■ Work to do: Please give the listing again, word for word, with nothing left out.

-------

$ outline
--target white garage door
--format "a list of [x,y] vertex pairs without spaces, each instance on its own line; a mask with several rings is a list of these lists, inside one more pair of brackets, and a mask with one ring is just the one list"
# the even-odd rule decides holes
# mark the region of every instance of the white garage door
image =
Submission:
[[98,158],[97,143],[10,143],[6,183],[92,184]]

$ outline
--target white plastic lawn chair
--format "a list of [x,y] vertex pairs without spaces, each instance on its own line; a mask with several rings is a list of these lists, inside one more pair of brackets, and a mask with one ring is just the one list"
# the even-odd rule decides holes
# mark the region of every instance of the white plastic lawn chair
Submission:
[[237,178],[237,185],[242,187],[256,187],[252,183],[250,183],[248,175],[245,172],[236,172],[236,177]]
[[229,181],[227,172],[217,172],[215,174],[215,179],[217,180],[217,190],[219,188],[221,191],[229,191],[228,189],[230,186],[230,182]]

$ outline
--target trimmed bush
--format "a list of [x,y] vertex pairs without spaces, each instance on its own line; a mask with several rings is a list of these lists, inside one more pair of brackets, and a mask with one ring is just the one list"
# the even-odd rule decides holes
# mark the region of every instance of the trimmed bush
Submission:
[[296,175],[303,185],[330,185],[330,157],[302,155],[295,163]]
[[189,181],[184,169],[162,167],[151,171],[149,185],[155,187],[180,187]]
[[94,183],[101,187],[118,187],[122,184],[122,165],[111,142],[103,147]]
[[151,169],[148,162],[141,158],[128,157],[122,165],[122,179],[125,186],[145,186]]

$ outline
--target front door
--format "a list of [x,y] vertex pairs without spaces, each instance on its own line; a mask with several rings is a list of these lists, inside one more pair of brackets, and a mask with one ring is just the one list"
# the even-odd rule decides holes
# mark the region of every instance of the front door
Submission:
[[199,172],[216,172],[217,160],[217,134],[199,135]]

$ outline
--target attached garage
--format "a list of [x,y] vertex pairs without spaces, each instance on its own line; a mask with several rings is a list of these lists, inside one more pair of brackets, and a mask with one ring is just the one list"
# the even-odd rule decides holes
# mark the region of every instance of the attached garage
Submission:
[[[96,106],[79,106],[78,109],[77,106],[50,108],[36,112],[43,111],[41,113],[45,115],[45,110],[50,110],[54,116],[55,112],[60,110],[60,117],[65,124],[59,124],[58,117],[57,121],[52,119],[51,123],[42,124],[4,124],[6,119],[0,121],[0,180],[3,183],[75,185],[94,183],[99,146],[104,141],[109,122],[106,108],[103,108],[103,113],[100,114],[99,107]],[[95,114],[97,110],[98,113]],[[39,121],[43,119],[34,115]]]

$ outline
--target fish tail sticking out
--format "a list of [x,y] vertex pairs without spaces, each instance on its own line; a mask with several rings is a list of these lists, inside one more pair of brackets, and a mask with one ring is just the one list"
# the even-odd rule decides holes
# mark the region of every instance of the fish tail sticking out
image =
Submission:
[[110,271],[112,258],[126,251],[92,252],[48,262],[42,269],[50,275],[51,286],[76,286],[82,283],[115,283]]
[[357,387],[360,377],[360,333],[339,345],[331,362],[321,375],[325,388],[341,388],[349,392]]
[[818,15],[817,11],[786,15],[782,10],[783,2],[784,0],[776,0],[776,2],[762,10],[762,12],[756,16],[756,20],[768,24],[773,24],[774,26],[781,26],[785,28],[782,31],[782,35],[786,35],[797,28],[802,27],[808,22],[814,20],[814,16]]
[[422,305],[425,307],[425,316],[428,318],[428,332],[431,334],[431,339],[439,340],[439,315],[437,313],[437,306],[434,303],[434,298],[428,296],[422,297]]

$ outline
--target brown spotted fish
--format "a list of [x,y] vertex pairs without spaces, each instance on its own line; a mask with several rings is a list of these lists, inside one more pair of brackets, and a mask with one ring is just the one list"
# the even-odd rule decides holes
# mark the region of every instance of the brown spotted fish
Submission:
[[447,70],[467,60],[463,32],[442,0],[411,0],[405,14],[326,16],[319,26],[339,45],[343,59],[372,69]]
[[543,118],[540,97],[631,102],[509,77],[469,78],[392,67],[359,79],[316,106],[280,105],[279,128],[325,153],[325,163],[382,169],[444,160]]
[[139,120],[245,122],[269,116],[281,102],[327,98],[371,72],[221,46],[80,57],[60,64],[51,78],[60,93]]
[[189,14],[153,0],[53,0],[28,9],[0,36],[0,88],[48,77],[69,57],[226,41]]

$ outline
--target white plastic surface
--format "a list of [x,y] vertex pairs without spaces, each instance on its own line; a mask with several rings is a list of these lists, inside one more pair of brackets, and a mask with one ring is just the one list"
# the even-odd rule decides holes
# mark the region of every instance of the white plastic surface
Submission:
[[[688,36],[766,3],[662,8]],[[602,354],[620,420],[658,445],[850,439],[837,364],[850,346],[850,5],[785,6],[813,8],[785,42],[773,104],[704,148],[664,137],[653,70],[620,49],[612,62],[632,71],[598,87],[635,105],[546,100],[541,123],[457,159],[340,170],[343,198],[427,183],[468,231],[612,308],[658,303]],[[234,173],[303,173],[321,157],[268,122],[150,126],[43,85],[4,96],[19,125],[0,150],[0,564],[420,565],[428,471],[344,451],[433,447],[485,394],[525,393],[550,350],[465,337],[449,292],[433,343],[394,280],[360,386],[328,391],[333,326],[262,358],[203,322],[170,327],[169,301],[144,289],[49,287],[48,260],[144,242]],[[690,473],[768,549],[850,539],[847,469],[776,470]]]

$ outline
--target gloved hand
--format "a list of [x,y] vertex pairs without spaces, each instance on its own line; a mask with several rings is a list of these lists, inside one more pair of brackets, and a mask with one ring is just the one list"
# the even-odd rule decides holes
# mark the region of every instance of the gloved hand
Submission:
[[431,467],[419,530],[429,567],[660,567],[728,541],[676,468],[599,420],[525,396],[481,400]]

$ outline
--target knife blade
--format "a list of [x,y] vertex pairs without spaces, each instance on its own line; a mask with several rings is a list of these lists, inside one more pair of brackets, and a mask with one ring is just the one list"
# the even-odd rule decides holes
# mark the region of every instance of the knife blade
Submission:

-------

■ Result below:
$ outline
--target white garage door
--format "a list of [x,y] vertex pairs without spaces, each instance on its own line; a mask with several rings is a list of these lists, inside one more pair of brackets, and a mask with one ring is just the one list"
# the even-odd rule decides holes
# mark the region of every instance of the white garage door
image =
Submission:
[[98,158],[97,143],[10,143],[6,183],[92,184]]

$ outline
--target white plastic lawn chair
--format "a list of [x,y] vertex pairs without spaces, each instance on its own line; a mask with several rings is a list of these lists, inside one more pair of brackets, and a mask with one ring is just the one list"
# the even-odd rule decides holes
# mark the region of every instance of the white plastic lawn chair
Submission:
[[237,178],[237,185],[242,187],[256,187],[252,183],[250,183],[248,175],[245,172],[236,172],[236,177]]
[[229,181],[227,172],[217,172],[215,174],[215,179],[217,180],[217,190],[219,188],[221,191],[229,191],[228,189],[230,186],[230,182]]

$ outline
--target trimmed bush
--format "a list of [x,y] vertex pairs without spaces, each instance on its own line; a mask with several rings is a list of these lists, inside one more pair of brackets, and a mask with one ring is just the one list"
# the even-odd rule decides holes
# mark the region of every instance of the trimmed bush
Submission:
[[296,175],[303,185],[330,185],[330,157],[302,155],[295,163]]
[[189,181],[184,169],[162,167],[151,171],[149,185],[155,187],[180,187]]
[[94,183],[101,187],[118,187],[122,184],[122,165],[111,142],[103,147]]
[[151,169],[148,162],[141,158],[128,157],[122,165],[122,179],[125,186],[145,186]]

$ outline
--target front door
--format "a list of [x,y] vertex pairs without spaces, each instance on its own line; a mask with several rings is a list of these lists, inside one more pair of brackets, and a mask with one ring is just the one list"
# the even-odd rule decides holes
# mark the region of every instance of the front door
Submission:
[[199,172],[216,172],[217,160],[217,134],[199,135]]

$ outline
--target attached garage
--format "a list of [x,y] vertex pairs without spaces, each instance on its own line; a mask with several rings is a list of these lists, inside one more pair of brackets, and a mask with one ring is just the one list"
# the even-odd rule decides holes
# mark the region of every instance of the attached garage
Submission:
[[[96,106],[79,106],[78,109],[77,106],[50,108],[36,112],[43,111],[41,113],[45,115],[45,110],[50,110],[54,116],[55,112],[60,110],[60,117],[65,124],[59,124],[58,117],[57,121],[52,119],[51,123],[42,124],[4,124],[6,119],[0,121],[0,180],[3,183],[75,185],[94,183],[99,146],[104,141],[109,122],[106,108],[103,108],[103,113],[100,114],[99,107]],[[95,114],[97,110],[98,113]],[[39,121],[43,119],[34,115]]]

$ outline
--target fish tail sticking out
--format "a list of [x,y] vertex pairs without spaces, each instance on its own line; a mask with several rings is a list of these lists, inside one more pair of brackets, and a mask with one ring is just the one list"
# the even-odd rule decides holes
# mark the region of every instance of the fish tail sticking out
image =
Submission:
[[110,271],[112,258],[126,251],[92,252],[48,262],[42,269],[50,275],[51,286],[76,286],[82,283],[115,283]]
[[357,387],[360,377],[360,333],[339,345],[331,362],[321,375],[325,388],[341,388],[349,392]]
[[818,15],[817,11],[786,15],[782,10],[783,2],[784,0],[776,0],[776,2],[762,10],[762,12],[756,16],[756,20],[768,24],[773,24],[774,26],[781,26],[785,28],[782,31],[782,35],[786,35],[797,28],[802,27],[808,22],[814,20],[814,16]]
[[422,305],[425,307],[425,316],[428,318],[428,332],[431,334],[431,339],[439,340],[439,315],[437,313],[437,306],[434,303],[434,298],[428,296],[422,297]]

$ outline
--target brown spotted fish
--format "a list of [x,y] vertex pairs without spaces, each instance on its own line; a mask with several rings is a list of these lists, inside one more pair of brackets, and a mask with one ring is just the one list"
# the even-odd rule decides holes
# mark the region of every instance of the brown spotted fish
Submission:
[[447,70],[467,60],[463,32],[442,0],[411,0],[405,14],[326,16],[319,26],[339,45],[343,59],[372,69]]
[[543,118],[540,97],[631,102],[509,77],[469,78],[392,67],[359,79],[316,106],[280,105],[279,128],[325,153],[325,163],[382,169],[444,160]]
[[139,120],[245,122],[269,116],[281,102],[327,98],[371,72],[221,46],[80,57],[60,64],[51,78],[60,93]]
[[189,14],[153,0],[53,0],[28,9],[0,36],[0,88],[48,77],[69,57],[226,41]]

$ outline
--target white plastic surface
--format "a list of [x,y] vertex pairs without spaces, each instance on its own line; a mask with several rings is a list of these lists, inside one more pair of brackets, and a mask with one ring is just the one list"
# the even-odd rule decides holes
# mark the region of every instance of the white plastic surface
Submission:
[[[688,36],[766,3],[662,8]],[[602,354],[620,420],[658,445],[850,439],[837,364],[850,346],[850,5],[785,6],[813,8],[785,42],[773,104],[704,148],[664,137],[653,70],[620,49],[612,62],[632,71],[598,87],[635,105],[546,100],[541,123],[457,159],[340,170],[343,198],[427,183],[468,231],[612,308],[658,303]],[[234,173],[303,173],[321,157],[268,122],[150,126],[43,85],[4,96],[19,125],[0,150],[0,564],[420,565],[428,471],[344,451],[433,447],[485,394],[525,393],[550,350],[465,337],[449,292],[433,343],[394,280],[360,386],[328,391],[333,326],[262,358],[203,322],[170,327],[169,301],[144,289],[49,287],[48,260],[144,242]],[[690,473],[768,549],[850,539],[847,469],[776,470]]]

$ outline
--target gloved hand
--format "a list of [x,y] vertex pairs without spaces, each instance on its own line; a mask with several rings is a list of these lists, inside one more pair of brackets, and a mask with one ring is just the one list"
# the even-odd rule decides holes
# mark the region of every instance of the gloved hand
Submission:
[[431,467],[419,530],[429,567],[660,567],[728,541],[676,468],[599,420],[525,396],[481,400]]

$ outline
--target knife blade
--format "a list of [x,y] vertex pairs without spaces, each instance on its own line; a mask with several rings is a list of these lists, inside one more pair of brackets, and a mask with one ring is just the one list"
# the even-odd rule decides holes
# mark the region of every instance of the knife blade
Submission:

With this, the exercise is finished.